Problem description
Please copy the records below word for word, keeping every line in its original order.

Exercise material

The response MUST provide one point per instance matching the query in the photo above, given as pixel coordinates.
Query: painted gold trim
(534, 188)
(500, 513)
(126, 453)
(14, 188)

Result of this task
The response MUST provide one point per instance matching the query in the photo above, given as pixel coordinates.
Query: painted gold trim
(534, 188)
(500, 513)
(126, 453)
(14, 188)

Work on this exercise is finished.